**Exercise description:**
In the listing below, copy out, character for character, the section that begins with the line containing "the canal in" and ends with the line containing "xmin=0 ymin=0 xmax=120 ymax=27", both of those lines included.

Annotated coordinate records
========================
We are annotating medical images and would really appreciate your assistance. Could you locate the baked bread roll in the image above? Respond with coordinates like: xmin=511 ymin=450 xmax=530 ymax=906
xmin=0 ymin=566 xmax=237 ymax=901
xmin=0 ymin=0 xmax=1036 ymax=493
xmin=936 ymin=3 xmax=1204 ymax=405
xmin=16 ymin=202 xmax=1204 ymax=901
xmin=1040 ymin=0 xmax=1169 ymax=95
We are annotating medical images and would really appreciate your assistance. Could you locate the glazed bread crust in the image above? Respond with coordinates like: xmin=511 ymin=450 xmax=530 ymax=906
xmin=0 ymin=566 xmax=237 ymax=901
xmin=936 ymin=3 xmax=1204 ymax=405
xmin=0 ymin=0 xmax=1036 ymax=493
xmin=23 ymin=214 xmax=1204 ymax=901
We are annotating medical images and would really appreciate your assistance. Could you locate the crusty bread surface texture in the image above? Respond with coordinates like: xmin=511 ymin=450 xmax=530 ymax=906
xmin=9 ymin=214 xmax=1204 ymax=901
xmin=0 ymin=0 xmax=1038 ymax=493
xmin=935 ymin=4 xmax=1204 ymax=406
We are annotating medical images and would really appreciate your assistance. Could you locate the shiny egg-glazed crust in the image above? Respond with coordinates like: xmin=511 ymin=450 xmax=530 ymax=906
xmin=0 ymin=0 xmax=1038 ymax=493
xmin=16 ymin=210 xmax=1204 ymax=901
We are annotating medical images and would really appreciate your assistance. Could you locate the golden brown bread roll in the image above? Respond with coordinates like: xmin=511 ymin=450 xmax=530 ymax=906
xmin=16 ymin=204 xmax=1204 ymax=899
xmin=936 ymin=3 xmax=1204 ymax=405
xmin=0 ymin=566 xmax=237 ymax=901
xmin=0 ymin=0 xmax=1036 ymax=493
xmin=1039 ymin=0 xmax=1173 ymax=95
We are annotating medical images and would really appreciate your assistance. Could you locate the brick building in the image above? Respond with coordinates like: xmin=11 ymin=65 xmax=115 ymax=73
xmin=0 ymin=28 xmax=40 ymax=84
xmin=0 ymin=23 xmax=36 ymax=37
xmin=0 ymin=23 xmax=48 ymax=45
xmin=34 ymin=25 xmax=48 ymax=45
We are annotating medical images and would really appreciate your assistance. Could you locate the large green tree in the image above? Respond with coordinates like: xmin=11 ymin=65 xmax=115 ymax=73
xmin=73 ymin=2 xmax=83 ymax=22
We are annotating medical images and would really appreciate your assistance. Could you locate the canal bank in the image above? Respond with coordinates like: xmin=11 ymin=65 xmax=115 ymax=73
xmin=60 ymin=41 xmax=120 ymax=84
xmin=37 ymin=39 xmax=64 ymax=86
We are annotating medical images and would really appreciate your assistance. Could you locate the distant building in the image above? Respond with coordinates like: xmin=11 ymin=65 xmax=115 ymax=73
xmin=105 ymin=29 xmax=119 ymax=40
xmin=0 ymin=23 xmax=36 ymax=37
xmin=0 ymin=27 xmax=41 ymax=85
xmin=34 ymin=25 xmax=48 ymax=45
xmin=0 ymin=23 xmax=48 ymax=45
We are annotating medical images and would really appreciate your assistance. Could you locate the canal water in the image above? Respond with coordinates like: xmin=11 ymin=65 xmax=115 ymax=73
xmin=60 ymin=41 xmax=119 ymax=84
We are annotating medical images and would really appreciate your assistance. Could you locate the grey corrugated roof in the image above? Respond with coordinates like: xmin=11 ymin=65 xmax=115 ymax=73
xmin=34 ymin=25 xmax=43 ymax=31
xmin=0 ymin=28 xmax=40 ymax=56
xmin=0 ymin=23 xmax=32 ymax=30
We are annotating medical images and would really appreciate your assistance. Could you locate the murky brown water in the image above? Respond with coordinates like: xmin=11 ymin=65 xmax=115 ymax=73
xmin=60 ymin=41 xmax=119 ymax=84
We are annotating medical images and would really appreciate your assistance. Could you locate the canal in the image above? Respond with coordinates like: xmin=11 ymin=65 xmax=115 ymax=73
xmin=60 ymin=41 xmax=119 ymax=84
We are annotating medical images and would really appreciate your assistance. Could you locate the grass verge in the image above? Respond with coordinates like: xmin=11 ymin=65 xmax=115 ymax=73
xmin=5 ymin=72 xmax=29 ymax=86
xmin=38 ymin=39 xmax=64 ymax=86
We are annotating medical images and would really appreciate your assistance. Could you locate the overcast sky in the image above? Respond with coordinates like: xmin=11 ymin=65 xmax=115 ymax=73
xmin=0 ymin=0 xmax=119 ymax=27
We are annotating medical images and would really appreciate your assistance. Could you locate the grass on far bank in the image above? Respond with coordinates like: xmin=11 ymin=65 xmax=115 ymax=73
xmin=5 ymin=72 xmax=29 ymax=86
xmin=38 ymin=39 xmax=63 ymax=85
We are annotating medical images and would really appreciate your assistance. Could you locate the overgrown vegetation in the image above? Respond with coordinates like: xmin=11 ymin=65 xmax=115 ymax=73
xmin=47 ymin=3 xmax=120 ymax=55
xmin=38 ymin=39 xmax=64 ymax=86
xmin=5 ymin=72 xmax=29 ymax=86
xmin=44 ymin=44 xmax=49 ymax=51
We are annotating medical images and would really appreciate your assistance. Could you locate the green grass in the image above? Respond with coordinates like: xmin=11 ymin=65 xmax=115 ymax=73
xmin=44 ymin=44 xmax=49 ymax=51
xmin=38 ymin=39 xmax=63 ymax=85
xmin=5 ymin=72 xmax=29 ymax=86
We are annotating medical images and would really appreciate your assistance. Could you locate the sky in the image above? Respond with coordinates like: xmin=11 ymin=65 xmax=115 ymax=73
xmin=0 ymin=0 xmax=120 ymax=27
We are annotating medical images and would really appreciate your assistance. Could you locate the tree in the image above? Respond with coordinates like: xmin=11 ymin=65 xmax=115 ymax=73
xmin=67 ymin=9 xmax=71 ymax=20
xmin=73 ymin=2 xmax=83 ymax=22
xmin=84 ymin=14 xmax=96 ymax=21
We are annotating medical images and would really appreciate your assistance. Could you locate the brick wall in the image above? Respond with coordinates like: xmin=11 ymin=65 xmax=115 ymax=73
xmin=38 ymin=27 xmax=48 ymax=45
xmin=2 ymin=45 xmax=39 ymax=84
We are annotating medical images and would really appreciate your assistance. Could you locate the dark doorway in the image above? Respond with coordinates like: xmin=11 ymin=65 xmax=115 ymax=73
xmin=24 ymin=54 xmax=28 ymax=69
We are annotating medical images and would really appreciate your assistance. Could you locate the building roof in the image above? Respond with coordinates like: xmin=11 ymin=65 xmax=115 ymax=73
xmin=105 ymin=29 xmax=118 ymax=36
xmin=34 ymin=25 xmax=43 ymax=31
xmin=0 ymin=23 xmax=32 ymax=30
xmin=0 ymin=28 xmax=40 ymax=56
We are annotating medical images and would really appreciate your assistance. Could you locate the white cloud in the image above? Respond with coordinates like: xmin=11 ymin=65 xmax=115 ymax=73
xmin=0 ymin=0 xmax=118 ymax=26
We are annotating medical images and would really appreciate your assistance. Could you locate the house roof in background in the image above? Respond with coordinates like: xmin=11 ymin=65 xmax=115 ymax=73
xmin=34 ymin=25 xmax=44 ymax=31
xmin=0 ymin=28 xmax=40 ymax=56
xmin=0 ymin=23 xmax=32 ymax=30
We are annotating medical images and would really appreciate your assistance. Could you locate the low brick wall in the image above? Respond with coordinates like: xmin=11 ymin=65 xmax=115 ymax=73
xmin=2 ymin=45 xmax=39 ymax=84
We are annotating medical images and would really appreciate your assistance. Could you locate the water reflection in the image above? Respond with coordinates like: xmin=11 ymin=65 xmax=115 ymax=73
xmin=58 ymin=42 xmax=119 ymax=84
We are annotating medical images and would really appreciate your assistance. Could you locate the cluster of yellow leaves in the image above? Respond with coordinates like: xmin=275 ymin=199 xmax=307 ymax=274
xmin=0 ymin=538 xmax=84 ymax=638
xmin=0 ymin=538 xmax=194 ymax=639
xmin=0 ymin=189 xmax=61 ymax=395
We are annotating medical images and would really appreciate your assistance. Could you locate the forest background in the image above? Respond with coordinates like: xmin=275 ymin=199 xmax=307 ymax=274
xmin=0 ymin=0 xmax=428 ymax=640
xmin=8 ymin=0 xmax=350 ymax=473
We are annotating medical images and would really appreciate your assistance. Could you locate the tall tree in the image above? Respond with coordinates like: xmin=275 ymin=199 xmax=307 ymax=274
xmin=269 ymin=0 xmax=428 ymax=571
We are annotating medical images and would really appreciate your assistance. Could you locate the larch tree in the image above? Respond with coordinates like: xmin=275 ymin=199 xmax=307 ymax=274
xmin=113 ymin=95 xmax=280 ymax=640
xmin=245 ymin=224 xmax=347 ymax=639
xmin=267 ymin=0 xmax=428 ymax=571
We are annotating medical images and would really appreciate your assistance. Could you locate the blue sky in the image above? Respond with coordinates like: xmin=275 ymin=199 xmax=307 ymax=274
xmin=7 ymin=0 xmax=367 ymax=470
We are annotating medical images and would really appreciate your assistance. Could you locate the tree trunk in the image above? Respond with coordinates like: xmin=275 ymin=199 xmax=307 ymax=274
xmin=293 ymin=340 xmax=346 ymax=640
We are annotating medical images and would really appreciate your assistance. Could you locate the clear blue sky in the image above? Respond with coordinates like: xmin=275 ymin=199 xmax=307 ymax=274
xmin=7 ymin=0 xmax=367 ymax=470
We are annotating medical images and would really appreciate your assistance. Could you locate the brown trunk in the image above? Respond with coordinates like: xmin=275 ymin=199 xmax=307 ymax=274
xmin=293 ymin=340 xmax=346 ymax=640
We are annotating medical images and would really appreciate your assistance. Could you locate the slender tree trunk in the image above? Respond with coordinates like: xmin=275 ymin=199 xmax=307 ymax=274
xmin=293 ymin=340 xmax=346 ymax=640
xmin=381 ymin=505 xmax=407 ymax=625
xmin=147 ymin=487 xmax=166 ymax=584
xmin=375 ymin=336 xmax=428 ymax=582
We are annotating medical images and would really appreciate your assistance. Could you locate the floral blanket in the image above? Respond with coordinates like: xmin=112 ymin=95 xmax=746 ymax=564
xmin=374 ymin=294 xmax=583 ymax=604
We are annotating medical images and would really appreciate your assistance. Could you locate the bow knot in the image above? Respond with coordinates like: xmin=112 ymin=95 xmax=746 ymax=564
========================
**Task output:**
We are annotating medical images and would really appreciate your assistance. Could you locate the canal in the image above? Respond with coordinates like: xmin=11 ymin=65 xmax=115 ymax=73
xmin=60 ymin=41 xmax=119 ymax=84
We are annotating medical images and would really appreciate your assistance. Could you locate the grass verge in the image above? Respond with coordinates like: xmin=11 ymin=65 xmax=115 ymax=73
xmin=5 ymin=72 xmax=29 ymax=86
xmin=38 ymin=39 xmax=64 ymax=86
We are annotating medical images and would really appreciate your assistance. Could you locate the overcast sky in the image above? Respond with coordinates like: xmin=11 ymin=65 xmax=115 ymax=73
xmin=0 ymin=0 xmax=119 ymax=27
We are annotating medical images and would really appreciate your assistance. Could you locate the grass on far bank in the image above? Respond with coordinates like: xmin=11 ymin=65 xmax=115 ymax=73
xmin=5 ymin=72 xmax=29 ymax=86
xmin=38 ymin=39 xmax=63 ymax=85
We are annotating medical images and would really appreciate your assistance. Could you locate the overgrown vegetation in the image above? Respond with coordinates like: xmin=11 ymin=65 xmax=115 ymax=73
xmin=47 ymin=3 xmax=120 ymax=55
xmin=38 ymin=39 xmax=64 ymax=86
xmin=5 ymin=72 xmax=29 ymax=86
xmin=44 ymin=44 xmax=49 ymax=51
We are annotating medical images and would really appreciate your assistance. Could you locate the green grass in the image above? Respond with coordinates like: xmin=11 ymin=65 xmax=115 ymax=73
xmin=44 ymin=44 xmax=49 ymax=51
xmin=38 ymin=39 xmax=63 ymax=85
xmin=5 ymin=72 xmax=29 ymax=86
We are annotating medical images and would really appreciate your assistance. Could you locate the sky in the image above? Respond with coordinates like: xmin=11 ymin=65 xmax=115 ymax=73
xmin=0 ymin=0 xmax=120 ymax=27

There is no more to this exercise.